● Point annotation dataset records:
%%

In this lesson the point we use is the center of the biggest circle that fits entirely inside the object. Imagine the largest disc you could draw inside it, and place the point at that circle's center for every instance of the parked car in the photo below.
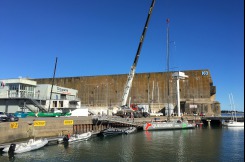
(12, 117)
(21, 114)
(3, 117)
(202, 114)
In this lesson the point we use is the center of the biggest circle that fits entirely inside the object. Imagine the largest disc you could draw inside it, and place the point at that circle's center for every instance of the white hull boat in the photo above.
(32, 144)
(130, 130)
(169, 125)
(232, 123)
(75, 137)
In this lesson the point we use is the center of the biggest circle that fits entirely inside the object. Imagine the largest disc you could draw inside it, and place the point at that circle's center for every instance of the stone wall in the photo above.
(147, 88)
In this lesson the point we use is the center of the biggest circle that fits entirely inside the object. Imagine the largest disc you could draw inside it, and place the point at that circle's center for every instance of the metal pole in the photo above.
(52, 84)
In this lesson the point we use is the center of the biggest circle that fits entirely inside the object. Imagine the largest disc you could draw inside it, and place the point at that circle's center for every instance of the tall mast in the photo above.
(168, 64)
(52, 84)
(133, 67)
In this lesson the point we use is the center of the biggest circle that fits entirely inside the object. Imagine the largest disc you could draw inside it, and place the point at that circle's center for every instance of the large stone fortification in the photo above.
(197, 92)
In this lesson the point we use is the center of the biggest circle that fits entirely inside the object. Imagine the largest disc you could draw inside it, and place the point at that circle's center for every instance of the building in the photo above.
(197, 92)
(26, 95)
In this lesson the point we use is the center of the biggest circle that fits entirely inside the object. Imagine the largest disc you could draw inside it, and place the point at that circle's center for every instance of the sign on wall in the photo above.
(39, 123)
(14, 125)
(204, 73)
(68, 122)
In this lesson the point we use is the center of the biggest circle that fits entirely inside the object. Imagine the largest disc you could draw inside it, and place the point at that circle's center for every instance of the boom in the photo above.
(133, 67)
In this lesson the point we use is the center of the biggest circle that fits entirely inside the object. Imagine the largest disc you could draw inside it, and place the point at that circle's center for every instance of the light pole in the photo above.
(177, 76)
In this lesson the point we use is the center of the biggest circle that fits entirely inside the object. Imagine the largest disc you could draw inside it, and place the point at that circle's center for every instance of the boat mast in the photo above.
(233, 105)
(133, 67)
(168, 65)
(52, 84)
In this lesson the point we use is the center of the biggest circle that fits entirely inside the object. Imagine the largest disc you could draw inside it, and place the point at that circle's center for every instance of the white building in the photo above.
(25, 95)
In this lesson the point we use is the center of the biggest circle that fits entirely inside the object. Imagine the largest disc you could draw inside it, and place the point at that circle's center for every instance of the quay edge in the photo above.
(55, 127)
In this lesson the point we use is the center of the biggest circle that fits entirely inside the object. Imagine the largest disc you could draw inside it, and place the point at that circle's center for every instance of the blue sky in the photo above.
(101, 37)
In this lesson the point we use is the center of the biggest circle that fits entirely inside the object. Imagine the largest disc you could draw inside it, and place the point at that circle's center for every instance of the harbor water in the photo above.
(194, 145)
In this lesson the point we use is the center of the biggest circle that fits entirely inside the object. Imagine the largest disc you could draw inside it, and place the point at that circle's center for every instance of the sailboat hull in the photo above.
(172, 125)
(233, 124)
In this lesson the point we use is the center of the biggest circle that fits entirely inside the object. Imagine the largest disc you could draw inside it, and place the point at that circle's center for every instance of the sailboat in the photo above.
(169, 124)
(233, 122)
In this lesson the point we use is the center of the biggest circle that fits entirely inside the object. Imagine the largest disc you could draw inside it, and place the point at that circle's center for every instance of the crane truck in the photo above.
(133, 67)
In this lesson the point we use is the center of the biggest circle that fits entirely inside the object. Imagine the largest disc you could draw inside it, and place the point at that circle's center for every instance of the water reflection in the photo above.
(180, 145)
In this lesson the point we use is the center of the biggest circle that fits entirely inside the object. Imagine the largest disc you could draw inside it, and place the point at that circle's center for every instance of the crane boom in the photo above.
(133, 67)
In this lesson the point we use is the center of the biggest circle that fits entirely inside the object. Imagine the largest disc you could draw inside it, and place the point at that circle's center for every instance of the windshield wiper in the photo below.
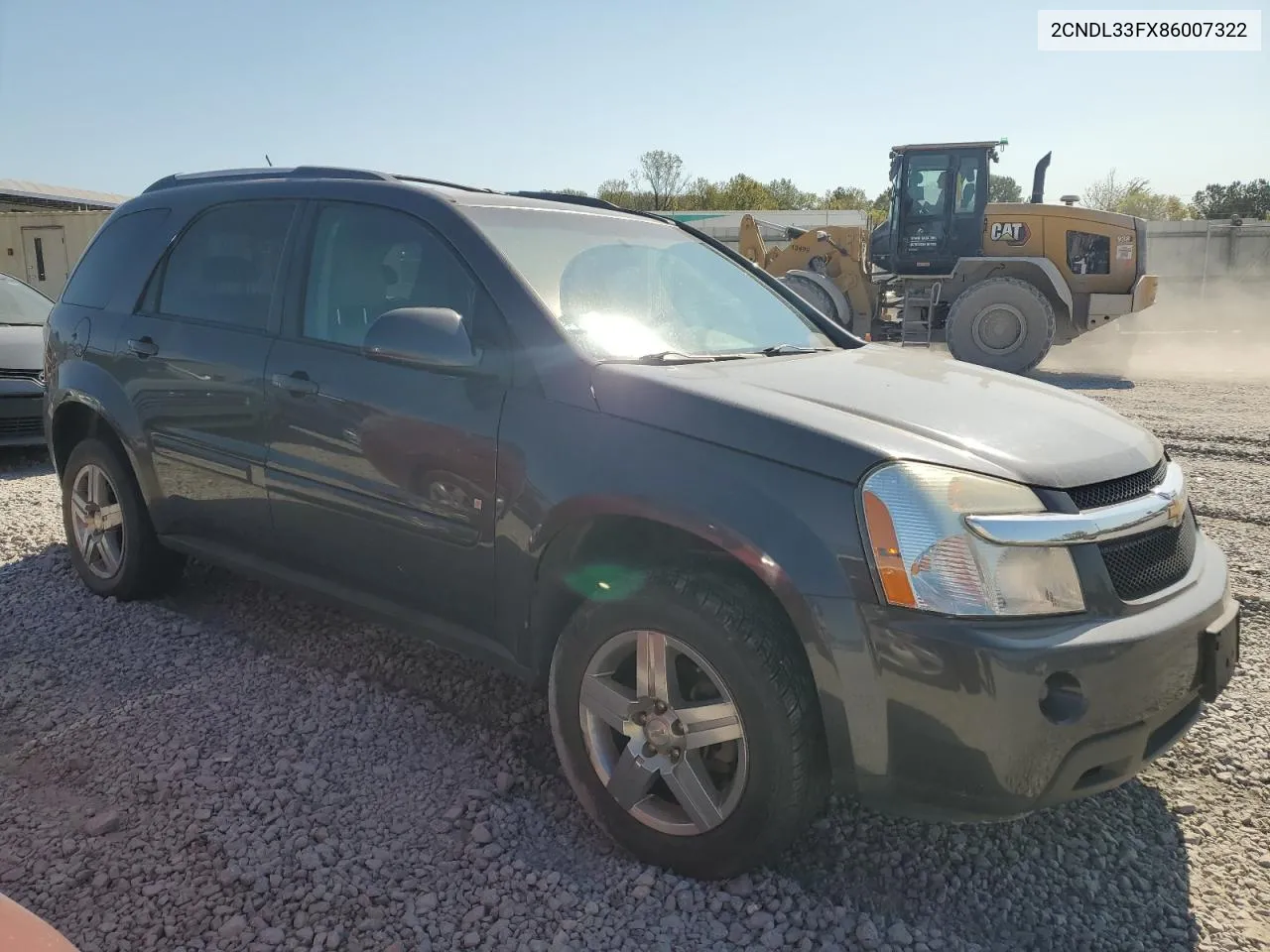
(779, 349)
(662, 357)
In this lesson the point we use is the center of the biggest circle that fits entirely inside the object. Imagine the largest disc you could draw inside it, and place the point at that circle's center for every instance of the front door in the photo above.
(48, 263)
(191, 361)
(382, 477)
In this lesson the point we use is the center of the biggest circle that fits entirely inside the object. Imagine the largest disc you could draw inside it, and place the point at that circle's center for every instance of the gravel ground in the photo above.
(239, 770)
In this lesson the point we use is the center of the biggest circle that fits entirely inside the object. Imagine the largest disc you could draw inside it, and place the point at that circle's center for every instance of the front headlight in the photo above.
(928, 558)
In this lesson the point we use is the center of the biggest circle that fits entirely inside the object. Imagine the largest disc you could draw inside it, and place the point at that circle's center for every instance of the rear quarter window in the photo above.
(105, 262)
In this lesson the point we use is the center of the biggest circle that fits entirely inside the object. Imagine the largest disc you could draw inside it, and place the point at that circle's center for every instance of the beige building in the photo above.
(45, 229)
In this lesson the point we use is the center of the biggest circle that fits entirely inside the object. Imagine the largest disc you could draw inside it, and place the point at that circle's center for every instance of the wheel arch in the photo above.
(630, 539)
(79, 414)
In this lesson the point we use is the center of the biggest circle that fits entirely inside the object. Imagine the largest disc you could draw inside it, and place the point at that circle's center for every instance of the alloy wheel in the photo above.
(663, 734)
(96, 520)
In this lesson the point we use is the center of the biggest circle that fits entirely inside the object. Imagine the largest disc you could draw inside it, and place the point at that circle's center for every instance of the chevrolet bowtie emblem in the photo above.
(1176, 511)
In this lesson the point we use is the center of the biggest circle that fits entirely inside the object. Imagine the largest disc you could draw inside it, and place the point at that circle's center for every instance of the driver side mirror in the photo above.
(429, 338)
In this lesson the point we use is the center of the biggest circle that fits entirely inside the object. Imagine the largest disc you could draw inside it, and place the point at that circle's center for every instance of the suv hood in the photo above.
(839, 413)
(22, 347)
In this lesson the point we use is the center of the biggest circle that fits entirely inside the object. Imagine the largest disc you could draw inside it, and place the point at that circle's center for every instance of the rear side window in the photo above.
(225, 268)
(1088, 254)
(107, 258)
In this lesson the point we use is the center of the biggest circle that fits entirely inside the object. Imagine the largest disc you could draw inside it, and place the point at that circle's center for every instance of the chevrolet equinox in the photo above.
(751, 558)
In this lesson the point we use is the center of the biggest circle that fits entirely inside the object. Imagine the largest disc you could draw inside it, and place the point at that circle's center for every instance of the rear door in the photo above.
(382, 477)
(191, 359)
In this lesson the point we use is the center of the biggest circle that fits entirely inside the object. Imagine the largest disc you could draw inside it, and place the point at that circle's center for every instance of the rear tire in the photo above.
(112, 540)
(1001, 322)
(758, 752)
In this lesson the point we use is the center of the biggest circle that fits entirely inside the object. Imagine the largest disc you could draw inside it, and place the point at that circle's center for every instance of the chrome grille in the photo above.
(1118, 490)
(1151, 561)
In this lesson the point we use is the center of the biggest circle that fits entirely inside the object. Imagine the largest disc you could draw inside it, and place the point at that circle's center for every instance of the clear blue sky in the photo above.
(112, 95)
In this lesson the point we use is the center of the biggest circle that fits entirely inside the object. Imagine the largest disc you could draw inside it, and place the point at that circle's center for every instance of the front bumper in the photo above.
(961, 720)
(22, 414)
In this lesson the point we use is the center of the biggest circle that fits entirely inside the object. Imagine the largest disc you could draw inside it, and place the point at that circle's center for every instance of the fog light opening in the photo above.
(1064, 699)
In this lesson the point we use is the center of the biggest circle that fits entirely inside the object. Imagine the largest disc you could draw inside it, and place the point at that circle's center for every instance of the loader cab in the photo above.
(939, 194)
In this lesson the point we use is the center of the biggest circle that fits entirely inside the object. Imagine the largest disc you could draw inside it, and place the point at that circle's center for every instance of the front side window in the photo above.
(928, 185)
(225, 267)
(22, 304)
(1088, 254)
(966, 185)
(624, 289)
(368, 261)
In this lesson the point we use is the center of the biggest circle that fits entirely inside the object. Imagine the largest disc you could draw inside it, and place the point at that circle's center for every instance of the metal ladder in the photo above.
(915, 320)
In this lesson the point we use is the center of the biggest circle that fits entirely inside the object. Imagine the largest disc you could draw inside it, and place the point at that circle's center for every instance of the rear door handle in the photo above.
(145, 347)
(298, 382)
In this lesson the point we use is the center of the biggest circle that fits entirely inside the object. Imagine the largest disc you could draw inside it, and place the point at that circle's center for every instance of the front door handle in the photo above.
(144, 347)
(298, 382)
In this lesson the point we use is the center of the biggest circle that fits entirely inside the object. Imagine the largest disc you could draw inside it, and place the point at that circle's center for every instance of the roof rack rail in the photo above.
(299, 172)
(443, 182)
(571, 199)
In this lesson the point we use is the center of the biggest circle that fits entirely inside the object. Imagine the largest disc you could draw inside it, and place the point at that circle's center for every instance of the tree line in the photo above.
(661, 182)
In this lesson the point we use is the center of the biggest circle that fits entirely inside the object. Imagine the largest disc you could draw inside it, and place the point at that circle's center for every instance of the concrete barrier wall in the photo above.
(1193, 257)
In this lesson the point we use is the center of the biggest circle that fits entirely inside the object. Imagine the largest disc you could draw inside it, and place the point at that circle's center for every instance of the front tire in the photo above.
(686, 721)
(112, 542)
(1001, 322)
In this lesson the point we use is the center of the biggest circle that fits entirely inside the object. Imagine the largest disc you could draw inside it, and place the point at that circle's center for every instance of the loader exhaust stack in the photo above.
(1039, 179)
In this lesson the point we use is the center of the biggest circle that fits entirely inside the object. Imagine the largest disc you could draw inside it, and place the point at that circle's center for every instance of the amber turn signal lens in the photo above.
(885, 544)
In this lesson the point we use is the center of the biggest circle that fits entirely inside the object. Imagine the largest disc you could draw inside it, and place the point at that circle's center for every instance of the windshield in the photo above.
(21, 303)
(624, 289)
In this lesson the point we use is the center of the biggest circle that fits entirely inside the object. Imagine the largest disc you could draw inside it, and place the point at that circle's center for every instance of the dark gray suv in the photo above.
(749, 557)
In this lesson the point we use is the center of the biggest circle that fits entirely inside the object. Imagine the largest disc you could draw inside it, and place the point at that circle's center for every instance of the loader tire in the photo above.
(815, 295)
(1006, 324)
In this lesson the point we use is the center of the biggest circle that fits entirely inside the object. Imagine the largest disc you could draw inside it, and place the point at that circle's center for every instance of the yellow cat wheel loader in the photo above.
(998, 284)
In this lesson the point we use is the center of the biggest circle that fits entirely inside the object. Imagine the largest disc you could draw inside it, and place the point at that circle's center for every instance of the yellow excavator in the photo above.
(998, 284)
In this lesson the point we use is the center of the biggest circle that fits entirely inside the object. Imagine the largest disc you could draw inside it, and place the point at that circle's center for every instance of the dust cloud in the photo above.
(1223, 334)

%%

● Instructions for the task: From the line containing "lens in the photo above." to the last line of the material, please quote every line exactly and only those.

● Final result:
In this lesson the point we use is the center of the biggest circle that fits entirely inside the object. Imagine the largest disc you could draw inside it, and place the point at that circle's center for every instance of the amber turn signal lens in the photo above.
(885, 544)
In this lesson the point we use is the center of the biggest circle that fits entirely inside the object. Imagine the largest disc you could draw inside it, and place the point at that circle's center for every instance of the windshield in the photo above.
(21, 303)
(624, 289)
In this lesson the point we use is the center of the biggest circle that fits entirely inside the object. Imagine the largest disc you could draw inside it, and place the point at that circle's center for every instance of the dark gray suv in the photo above.
(749, 557)
In this lesson the point we use is the center of the biggest circle that fits entirely inside the object. Imagine the largest disc you could draw inside it, and place the point at that circle's center for every instance of the loader tire in the photo above.
(815, 295)
(1006, 324)
In this lesson the point we use is the center of the biggest circle that fits entirely inside the object. Imagine the largest disc you could draw inside it, and place the point at that circle's center for every instance of the yellow cat wheel loader in the photo above.
(998, 284)
In this lesson the point we use is the center of the biggest circle that fits entirely inside the object. Imagine the largest disc you could draw inside it, and place the point at that circle's center for every instance of the yellow excavator in the photo above.
(998, 284)
In this lesson the point we use is the center of the biggest circle that fits entirely inside the object. Imagine the largest disc you could draw inside it, and place the point at that circle's center for every instance of the dust cloud in the photo above.
(1223, 334)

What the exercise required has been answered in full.